Written problem = Collect every line in the records below that contains the string "Target". Uppercase and lowercase letters count as different.

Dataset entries
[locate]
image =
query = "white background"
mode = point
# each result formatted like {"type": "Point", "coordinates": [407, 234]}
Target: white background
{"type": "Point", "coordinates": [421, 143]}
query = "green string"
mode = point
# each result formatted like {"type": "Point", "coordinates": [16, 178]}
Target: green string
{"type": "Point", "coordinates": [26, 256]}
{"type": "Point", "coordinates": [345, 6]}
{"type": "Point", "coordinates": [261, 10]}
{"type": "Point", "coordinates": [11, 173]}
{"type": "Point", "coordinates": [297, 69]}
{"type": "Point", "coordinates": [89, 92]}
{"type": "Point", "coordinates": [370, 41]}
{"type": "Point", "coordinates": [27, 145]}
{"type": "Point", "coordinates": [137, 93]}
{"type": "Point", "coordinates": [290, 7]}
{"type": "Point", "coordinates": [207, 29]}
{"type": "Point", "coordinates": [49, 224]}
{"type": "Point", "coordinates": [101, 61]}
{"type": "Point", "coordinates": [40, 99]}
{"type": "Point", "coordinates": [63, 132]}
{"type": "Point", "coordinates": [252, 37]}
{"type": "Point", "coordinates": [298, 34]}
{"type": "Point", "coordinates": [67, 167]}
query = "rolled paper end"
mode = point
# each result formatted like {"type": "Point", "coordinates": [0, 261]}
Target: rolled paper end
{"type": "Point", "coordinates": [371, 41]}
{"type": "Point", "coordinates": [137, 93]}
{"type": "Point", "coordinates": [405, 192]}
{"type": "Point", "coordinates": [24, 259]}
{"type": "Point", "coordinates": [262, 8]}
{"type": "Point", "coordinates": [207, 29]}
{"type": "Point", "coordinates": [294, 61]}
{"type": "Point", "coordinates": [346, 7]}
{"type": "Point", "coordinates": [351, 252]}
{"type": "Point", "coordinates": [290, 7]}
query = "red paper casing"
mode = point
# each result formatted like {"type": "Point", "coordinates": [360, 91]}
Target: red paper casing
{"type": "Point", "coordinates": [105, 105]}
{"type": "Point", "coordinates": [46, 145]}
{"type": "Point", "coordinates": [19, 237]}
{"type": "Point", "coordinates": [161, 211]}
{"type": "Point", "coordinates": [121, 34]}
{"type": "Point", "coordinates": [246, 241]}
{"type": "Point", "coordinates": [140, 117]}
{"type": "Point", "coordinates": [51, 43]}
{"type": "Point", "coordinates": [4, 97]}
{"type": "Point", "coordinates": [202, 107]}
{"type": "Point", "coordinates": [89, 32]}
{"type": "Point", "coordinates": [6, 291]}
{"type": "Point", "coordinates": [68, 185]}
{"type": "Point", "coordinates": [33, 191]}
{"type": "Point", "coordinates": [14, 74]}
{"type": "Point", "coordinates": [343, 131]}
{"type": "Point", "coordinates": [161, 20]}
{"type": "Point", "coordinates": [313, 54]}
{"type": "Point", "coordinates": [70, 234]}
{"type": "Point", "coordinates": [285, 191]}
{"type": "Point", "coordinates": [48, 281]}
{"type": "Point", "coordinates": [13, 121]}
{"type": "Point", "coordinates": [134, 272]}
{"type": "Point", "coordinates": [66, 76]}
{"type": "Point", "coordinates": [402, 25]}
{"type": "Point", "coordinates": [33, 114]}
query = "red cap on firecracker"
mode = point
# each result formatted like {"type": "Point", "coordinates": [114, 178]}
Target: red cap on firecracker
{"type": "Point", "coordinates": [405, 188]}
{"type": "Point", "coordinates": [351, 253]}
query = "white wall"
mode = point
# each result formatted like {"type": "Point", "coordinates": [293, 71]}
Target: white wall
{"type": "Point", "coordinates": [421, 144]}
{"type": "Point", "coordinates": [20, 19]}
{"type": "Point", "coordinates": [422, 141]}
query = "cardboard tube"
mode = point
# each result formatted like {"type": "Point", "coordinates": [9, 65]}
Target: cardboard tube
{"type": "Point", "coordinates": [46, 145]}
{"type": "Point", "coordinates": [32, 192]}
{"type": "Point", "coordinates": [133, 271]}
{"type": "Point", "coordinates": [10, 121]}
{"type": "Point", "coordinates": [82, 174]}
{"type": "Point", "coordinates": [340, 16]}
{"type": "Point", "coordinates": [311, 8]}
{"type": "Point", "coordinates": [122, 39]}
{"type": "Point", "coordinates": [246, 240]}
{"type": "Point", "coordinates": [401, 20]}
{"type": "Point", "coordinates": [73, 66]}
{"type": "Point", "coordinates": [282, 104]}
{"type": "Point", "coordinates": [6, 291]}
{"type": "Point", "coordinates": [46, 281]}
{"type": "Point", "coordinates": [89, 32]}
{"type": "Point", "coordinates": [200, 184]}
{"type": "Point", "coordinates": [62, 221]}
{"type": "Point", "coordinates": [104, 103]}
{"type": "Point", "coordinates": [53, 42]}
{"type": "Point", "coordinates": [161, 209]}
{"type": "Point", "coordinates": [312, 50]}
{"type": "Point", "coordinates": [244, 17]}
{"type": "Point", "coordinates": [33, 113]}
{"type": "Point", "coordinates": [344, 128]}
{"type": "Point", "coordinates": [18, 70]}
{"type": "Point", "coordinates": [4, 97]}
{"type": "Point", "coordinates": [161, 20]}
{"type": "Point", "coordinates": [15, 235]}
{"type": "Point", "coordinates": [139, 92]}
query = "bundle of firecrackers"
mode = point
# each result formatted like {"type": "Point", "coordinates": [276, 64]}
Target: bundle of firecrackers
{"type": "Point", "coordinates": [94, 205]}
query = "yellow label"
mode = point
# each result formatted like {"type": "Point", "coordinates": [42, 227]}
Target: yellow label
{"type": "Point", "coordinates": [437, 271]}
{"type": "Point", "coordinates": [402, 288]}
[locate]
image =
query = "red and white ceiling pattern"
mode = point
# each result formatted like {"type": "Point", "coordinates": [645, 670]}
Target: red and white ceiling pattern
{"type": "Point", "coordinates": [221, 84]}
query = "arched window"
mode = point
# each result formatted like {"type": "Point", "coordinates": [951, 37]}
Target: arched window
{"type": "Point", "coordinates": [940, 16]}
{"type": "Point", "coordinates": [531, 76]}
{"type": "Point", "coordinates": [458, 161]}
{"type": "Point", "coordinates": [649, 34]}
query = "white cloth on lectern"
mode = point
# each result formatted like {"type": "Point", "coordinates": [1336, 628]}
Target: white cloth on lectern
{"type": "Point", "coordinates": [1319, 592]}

Expected output =
Target: white background
Target: green string
Target: rolled paper end
Target: red paper casing
Target: red cap on firecracker
Target: white wall
Target: cardboard tube
Target: bundle of firecrackers
Target: yellow label
Target: red and white ceiling pattern
Target: arched window
Target: white cloth on lectern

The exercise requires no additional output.